Report each line in the items below that contains the word "water", copying every such line in full. Case matters.

▬▬▬

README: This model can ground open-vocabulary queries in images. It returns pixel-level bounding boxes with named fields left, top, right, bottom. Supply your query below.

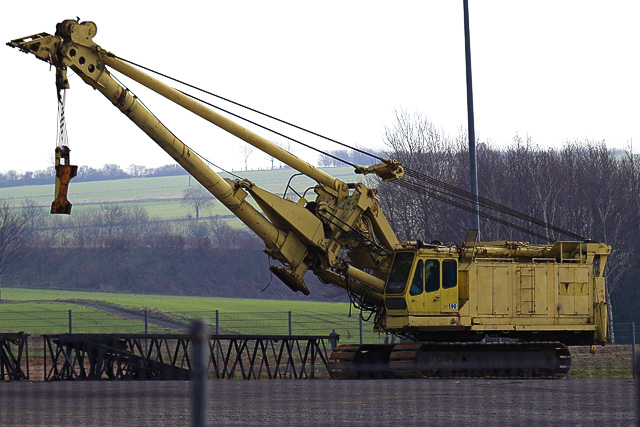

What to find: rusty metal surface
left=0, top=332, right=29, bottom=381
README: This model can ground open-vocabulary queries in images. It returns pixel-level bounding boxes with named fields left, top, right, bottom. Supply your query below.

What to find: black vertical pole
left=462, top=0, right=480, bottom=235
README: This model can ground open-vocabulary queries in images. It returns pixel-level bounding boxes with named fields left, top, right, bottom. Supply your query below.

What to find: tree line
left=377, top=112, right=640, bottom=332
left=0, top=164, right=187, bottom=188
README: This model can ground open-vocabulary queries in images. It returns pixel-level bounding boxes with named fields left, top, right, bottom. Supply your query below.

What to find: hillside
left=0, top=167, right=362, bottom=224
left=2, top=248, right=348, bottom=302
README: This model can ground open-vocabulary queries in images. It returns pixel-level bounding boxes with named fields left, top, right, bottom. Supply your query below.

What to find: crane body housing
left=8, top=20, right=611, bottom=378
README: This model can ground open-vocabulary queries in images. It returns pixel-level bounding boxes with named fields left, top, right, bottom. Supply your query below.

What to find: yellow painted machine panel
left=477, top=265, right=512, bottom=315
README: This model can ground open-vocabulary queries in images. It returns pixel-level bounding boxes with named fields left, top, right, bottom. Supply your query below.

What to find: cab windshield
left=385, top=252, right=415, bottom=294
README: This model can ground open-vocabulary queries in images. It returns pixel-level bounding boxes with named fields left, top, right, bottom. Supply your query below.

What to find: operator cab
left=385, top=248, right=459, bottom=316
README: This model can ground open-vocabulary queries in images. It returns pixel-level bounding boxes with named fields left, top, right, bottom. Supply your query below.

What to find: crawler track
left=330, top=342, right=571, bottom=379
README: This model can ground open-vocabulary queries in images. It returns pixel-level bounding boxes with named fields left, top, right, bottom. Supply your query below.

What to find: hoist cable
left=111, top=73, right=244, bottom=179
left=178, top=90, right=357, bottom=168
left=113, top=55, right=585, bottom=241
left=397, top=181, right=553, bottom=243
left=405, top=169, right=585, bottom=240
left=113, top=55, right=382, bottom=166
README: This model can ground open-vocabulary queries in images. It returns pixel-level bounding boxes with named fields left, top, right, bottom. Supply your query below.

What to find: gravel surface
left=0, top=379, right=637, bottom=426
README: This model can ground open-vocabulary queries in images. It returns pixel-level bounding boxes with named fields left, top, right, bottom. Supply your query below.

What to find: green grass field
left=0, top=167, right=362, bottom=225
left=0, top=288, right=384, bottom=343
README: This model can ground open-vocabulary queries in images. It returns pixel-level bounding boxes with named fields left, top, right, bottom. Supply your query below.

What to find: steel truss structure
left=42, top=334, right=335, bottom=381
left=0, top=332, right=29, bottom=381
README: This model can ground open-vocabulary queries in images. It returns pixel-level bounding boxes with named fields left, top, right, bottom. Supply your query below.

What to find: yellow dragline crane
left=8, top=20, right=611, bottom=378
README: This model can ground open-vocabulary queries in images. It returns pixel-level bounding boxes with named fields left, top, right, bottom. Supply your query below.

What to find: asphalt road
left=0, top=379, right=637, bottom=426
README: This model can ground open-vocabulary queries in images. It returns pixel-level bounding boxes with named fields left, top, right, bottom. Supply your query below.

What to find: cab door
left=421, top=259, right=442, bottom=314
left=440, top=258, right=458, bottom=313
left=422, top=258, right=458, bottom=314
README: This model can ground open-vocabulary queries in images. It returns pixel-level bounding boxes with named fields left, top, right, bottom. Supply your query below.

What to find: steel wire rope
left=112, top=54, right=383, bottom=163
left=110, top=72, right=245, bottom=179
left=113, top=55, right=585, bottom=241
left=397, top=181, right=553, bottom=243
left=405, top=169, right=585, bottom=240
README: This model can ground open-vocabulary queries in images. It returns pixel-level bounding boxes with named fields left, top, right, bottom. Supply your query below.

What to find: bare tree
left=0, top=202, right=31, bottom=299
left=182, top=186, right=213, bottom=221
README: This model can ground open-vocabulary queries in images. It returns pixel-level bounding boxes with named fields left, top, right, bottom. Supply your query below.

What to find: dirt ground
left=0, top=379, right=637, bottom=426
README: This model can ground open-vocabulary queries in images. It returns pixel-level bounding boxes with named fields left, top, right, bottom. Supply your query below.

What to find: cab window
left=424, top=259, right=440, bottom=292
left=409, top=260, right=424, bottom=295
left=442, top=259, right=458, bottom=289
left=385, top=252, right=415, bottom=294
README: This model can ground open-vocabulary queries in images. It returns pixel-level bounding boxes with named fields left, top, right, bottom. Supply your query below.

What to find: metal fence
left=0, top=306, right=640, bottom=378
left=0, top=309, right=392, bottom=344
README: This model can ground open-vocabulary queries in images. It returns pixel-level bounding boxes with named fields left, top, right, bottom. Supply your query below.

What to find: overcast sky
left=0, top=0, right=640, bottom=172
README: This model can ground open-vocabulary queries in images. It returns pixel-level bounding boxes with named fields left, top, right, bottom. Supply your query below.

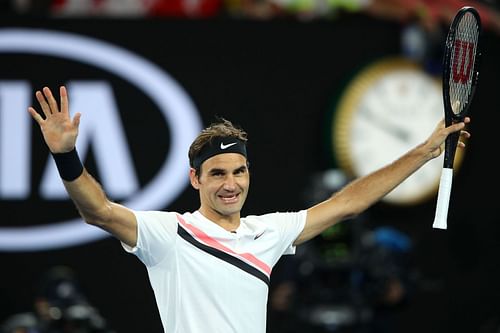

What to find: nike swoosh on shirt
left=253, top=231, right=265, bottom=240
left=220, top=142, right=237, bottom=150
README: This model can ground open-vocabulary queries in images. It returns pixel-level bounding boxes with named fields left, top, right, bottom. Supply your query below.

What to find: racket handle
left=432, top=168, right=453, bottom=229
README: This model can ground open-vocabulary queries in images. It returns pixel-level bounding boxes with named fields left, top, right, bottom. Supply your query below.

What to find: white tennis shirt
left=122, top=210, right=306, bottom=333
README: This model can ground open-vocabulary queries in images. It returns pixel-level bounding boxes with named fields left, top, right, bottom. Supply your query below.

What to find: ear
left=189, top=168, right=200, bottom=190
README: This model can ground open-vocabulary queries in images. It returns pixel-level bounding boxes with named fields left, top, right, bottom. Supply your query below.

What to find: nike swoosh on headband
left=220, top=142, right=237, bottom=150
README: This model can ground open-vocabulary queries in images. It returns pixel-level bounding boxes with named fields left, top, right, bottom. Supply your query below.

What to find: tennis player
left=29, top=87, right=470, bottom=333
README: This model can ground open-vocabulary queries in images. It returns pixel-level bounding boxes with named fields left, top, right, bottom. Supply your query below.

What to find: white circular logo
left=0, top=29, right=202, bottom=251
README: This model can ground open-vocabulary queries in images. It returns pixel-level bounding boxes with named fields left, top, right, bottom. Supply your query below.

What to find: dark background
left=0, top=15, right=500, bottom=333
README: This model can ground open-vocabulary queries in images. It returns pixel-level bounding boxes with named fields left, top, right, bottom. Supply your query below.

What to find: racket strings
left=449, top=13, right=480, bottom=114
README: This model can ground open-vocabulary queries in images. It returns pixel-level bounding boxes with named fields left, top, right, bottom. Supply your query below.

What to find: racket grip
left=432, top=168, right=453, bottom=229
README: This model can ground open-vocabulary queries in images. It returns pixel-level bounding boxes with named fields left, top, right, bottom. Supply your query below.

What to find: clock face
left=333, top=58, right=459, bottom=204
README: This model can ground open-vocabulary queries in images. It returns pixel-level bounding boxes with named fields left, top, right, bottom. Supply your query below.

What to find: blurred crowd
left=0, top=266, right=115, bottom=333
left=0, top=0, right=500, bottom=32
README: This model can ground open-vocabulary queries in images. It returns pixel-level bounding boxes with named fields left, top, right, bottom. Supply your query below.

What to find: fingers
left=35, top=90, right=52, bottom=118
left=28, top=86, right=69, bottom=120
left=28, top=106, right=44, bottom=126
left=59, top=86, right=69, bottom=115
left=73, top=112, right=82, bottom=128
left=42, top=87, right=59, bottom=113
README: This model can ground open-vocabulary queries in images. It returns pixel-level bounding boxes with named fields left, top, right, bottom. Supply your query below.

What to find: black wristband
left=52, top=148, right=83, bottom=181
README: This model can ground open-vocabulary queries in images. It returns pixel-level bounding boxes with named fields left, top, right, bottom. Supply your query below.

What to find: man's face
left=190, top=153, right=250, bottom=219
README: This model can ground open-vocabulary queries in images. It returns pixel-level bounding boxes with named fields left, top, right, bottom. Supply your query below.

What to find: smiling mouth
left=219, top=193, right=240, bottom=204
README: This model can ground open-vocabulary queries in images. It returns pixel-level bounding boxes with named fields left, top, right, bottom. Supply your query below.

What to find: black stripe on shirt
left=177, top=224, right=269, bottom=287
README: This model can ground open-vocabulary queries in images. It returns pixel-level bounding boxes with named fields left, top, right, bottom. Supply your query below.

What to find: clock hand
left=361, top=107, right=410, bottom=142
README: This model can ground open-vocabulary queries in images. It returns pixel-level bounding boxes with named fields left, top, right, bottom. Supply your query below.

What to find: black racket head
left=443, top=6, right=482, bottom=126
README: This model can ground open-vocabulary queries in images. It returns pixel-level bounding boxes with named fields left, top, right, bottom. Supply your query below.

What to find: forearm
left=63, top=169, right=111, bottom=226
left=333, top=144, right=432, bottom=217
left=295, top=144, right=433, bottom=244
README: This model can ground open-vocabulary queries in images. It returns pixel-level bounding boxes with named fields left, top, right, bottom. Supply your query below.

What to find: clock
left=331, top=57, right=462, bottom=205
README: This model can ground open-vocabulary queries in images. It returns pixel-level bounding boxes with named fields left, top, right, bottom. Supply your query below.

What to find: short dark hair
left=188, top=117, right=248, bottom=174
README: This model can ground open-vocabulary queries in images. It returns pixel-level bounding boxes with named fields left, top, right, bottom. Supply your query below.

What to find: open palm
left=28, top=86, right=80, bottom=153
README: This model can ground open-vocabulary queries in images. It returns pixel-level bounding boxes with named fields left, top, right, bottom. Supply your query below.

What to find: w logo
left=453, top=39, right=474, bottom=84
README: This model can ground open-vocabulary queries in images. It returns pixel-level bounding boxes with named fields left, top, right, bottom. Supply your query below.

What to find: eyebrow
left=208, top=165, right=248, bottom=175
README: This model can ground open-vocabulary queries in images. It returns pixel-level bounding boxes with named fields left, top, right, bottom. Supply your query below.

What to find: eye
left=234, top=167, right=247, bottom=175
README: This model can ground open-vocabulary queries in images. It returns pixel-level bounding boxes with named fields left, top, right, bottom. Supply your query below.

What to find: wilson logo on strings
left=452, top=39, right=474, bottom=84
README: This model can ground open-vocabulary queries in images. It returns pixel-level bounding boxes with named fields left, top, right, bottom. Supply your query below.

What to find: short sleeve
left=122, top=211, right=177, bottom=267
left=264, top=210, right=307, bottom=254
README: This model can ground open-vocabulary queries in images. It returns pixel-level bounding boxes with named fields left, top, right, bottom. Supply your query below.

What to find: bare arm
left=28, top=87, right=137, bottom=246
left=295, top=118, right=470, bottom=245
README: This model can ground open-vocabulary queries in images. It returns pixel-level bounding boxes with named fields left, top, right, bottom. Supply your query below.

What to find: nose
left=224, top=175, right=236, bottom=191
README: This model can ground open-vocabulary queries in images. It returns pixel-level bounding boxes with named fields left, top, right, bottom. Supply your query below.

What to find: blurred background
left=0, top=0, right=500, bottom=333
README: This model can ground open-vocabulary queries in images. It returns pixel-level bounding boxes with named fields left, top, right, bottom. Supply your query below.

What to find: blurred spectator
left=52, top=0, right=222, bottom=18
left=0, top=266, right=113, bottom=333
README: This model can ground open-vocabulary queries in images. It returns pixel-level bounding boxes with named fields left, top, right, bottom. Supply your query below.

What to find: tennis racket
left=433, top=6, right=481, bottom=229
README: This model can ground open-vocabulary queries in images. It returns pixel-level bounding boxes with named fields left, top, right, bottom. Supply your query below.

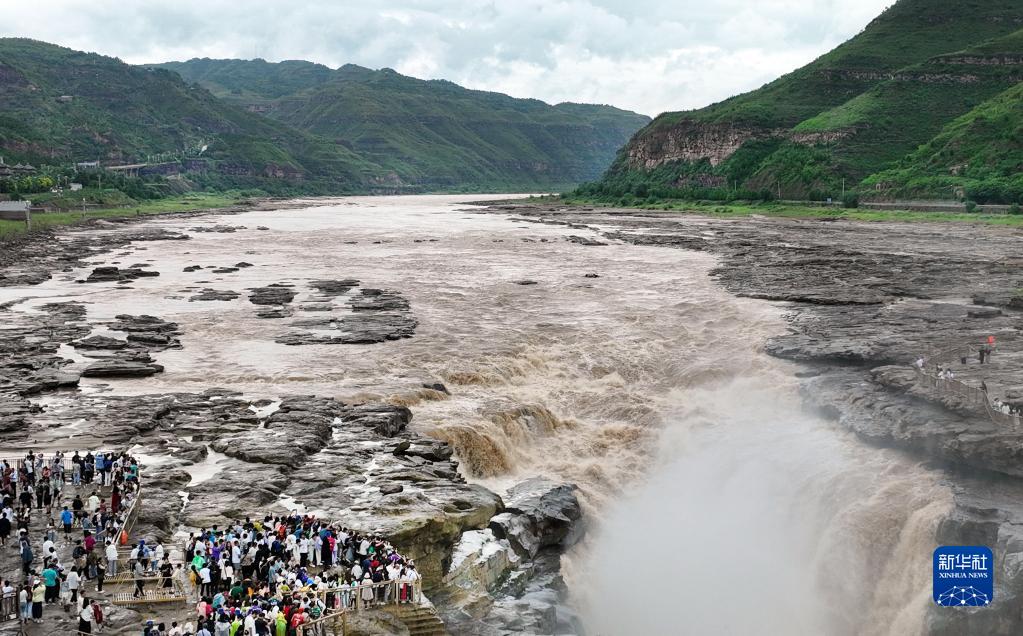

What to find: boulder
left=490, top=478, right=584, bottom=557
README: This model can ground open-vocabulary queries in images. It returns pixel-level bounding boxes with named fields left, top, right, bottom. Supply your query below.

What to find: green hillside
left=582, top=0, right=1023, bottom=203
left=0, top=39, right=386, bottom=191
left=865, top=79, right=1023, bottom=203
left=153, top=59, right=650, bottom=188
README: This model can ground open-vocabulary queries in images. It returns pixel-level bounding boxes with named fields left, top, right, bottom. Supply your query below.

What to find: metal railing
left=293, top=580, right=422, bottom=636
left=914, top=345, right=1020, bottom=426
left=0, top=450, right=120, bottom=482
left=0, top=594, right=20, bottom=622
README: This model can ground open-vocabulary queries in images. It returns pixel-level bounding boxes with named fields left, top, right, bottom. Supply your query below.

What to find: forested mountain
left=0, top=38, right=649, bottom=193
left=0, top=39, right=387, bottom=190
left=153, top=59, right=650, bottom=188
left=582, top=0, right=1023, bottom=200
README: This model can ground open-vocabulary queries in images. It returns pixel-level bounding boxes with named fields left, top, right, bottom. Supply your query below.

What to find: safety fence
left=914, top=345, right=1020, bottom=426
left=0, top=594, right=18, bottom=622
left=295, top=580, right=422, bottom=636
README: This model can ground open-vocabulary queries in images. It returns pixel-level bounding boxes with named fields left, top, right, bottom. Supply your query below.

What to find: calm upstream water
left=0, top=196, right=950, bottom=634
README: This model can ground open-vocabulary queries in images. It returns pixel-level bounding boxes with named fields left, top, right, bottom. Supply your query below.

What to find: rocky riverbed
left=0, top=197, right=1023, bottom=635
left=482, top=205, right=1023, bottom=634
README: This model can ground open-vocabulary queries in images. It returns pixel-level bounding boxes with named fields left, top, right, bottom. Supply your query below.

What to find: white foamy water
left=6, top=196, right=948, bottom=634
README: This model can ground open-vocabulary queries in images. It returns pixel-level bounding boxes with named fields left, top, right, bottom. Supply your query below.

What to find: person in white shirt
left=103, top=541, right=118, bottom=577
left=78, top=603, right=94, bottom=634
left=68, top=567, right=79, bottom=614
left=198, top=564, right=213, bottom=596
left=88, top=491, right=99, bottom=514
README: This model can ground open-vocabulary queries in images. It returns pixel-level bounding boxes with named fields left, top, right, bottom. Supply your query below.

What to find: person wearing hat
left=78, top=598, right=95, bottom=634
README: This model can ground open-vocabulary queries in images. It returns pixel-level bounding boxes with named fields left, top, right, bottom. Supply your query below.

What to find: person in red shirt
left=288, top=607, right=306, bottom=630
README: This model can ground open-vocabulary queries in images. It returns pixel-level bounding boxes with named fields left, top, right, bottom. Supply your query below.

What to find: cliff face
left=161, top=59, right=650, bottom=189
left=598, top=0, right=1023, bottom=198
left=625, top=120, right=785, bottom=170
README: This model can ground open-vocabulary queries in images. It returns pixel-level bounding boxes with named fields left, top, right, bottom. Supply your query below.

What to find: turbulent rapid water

▬▬▬

### Solution to this exercise
What to find: calm upstream water
What to find: white foamy water
What to find: turbulent rapid water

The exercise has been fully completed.